記事監修医師
東京大学医学部卒 医学博士
前回の記事では、不眠症の概要と治療を解説し、不眠症の治し方として良い睡眠習慣を挙げました。
今回の記事では、不眠症の治し方である認知行動療法や薬での治療についてまとめました。
前回の記事で見たように、生活習慣を変えると、急性の不眠症を緩和できることが多いようです。寝つきもよくなり、また、眠り続けやすくなります。
不安があると不眠症が長引く傾向があります。認知行動療法(CBT)と呼ばれるカウンセリングの一種は、慢性(進行中)の不眠症につながる不安を和らげ、不眠を解消する効果が期待ができます。
また、不眠症状を緩和し、定期的な睡眠サイクルを元に戻しやすくしてくれる薬を使うこともあります。しかし、不眠症が別の問題が原因で発症している場合や薬の副作用が原因で起こっている場合には、根本的な原因を(可能な限り)治療することが重要です。
次からは、もう少し具体的に治し方について見ていきましょう。
認知行動療法は、心の問題を患者と周囲の環境の相互作用としてとらえます。悩みを解決するために、患者の現在の心に焦点を当て、考え方や環境を変えるようにサポートしていきます。
不眠症の行動認知療法は、睡眠を妨げる要因になり得る思考や行動をターゲットにして、それがなくなるようにします。そして良い睡眠習慣を行うように促し、睡眠に対する不安を和らげるためにいくつかの方法が用いられます。
代表例として、リラクゼーション技術やバイオフィードバック(生体自己防御)が挙げられます。どちらも呼吸、心拍数、筋肉、および気分をコントロールしやすくなる効果が期待されるため、不安の軽減に役立つと考えられています。
また、ベッドで眠ることを前向きに考えられるように意識を変えるように誘導して不安を解消します。もちろん、眠れない場合どうすればよいかについてもアドバイスしてもらえるでしょう。
認知行動療法の目的は、自分がどのように見て、感じ、そして聞こえるかについて、自分の思考をまとめ、心を落ち着かせることです。セラピスト(臨床心理士など)と、1対1で話したり、グループで話したりしながら、睡眠についての自分の考えや気持ちに向き合います。
目覚めている間にベッドで過ごす時間を制限するために、睡眠スケジュールを設定します。最初は、実際に眠っている時間だけをベッドで過ごすように、短い時間で設定するでしょう。睡眠スケジュール通りに行動すると余計に疲れてしまうかもしれませんが、この方法には疲れさせることで、眠りにつきやすくするという目的もあります。夜ぐっすり眠れるようになってきたら、徐々にベッドで過ごす時間も長くなるでしょう。
認知行動療法を成功させるには、このアプローチに精通したセラピストに2〜3か月以上、毎週診てもらうことをおすすめします。

**求められる内容**
不眠症の治療に関する文章を、最後の文に続けて書き進めてください。

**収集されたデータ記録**
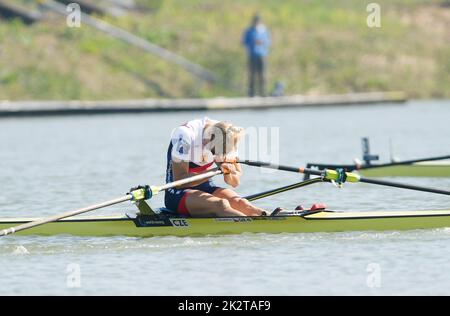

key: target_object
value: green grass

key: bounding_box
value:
[0,0,450,100]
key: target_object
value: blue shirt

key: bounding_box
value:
[242,24,270,57]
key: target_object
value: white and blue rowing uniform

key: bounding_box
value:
[164,117,219,216]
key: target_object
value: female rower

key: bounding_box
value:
[165,118,266,217]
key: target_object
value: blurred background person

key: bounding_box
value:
[242,14,270,97]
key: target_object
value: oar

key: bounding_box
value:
[0,170,223,237]
[245,178,323,201]
[355,155,450,170]
[237,160,450,195]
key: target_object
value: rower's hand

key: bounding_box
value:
[220,162,237,175]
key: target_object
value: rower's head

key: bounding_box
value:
[203,122,244,160]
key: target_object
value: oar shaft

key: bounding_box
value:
[0,195,132,236]
[360,155,450,170]
[238,160,308,175]
[158,170,223,191]
[239,160,450,195]
[0,169,223,236]
[245,178,322,202]
[359,178,450,195]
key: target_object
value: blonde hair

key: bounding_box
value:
[206,121,244,156]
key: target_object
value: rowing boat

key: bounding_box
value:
[306,161,450,178]
[0,210,450,237]
[0,160,450,237]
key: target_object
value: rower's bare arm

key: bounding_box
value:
[172,161,208,189]
[221,163,242,188]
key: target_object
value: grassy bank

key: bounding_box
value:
[0,0,450,100]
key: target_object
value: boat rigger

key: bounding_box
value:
[305,138,450,179]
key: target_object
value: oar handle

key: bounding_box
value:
[154,169,223,192]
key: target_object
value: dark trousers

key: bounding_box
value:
[248,56,266,97]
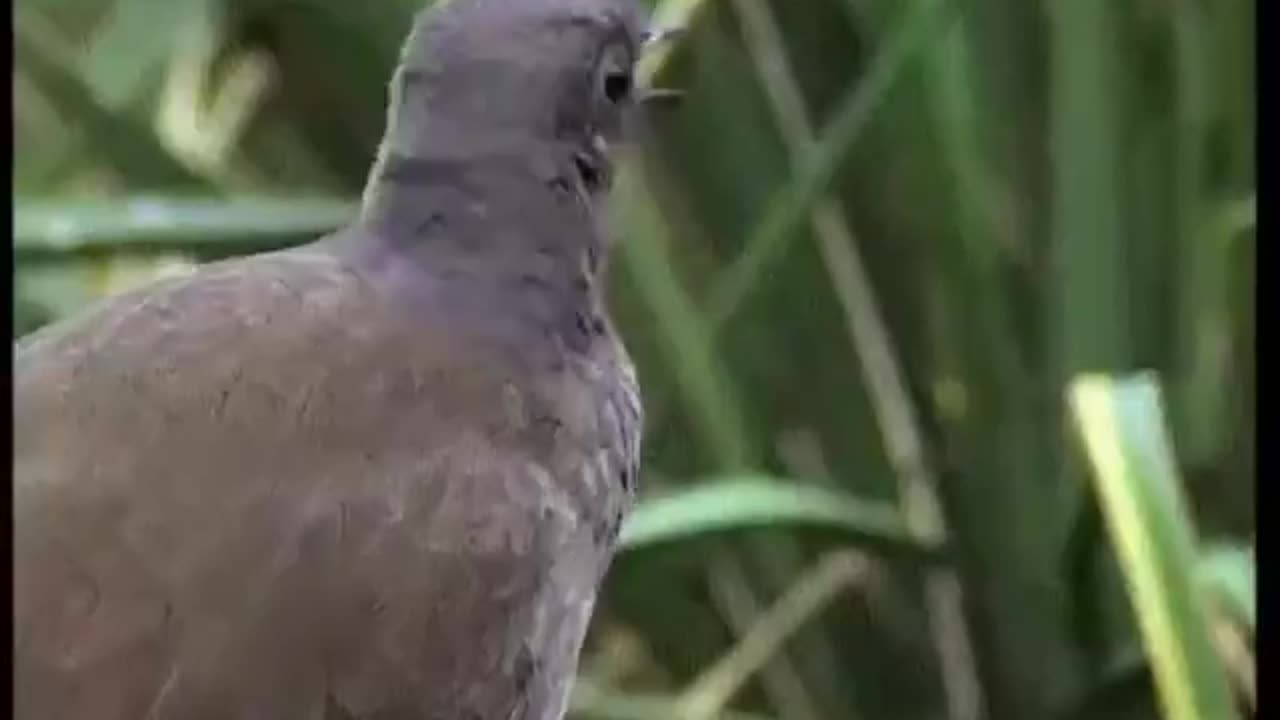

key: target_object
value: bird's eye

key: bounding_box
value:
[595,44,632,105]
[604,70,631,104]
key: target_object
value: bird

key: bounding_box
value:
[13,0,662,720]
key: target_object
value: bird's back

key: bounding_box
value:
[14,238,639,720]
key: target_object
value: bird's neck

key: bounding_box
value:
[345,146,607,345]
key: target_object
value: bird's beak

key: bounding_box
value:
[639,27,685,108]
[640,27,685,50]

**出力内容**
慢性不眠症の人にとって、認知行動療法は、処方薬と同じくらい効果があるといわれています。また、薬だけの治療よりも長期的な回復をもたらす効果が期待されています。
不眠症の治療には、多くの処方薬が使われます。処方薬には、短期使用が目的のものと長期使用が目的のものがあります。
不眠症薬のメリットと副作用について、服用する前に医師に相談してください。たとえば、不眠症の薬で眠ることができたとしても、服用した日の翌朝に気分が悪くなるケースもあります。また、まれではありますが、副作用として夢遊病のような行動(寝ている間に食事をする、眠りながら運転をするなど)をしてしまうことがあります。
不眠症薬の副作用がある場合、または薬が効かない場合は医師に相談してください。別の薬の処方を検討してもらえます。
また、不眠症薬の中には、習慣形成をしてしまう(飲まないとならなくなる一種の中毒症状)ものがあります。
市販薬(OTC)のなかには、不眠症の治療効果を謳うものがあります。こうした製品には、メラトニン、L-トリプトファンサプリメント、およびカノコソウのお茶または抽出物が含まれます。
このような製品の成分量および純度はばらつきがあることが多く、どのように作用しているかが解明されていないものも少なくありません。また、安全性が十分に確立でされていない製品も多くあります。
抗ヒスタミン剤を含む市販薬は、睡眠補助剤として販売されています。 抗ヒスタミン剤の服用で眠くなることもありますが、抗ヒスタミン剤は一部の人にリスクをもたらす薬です。 また、不眠症にとって最適な治療にならない可能性があります。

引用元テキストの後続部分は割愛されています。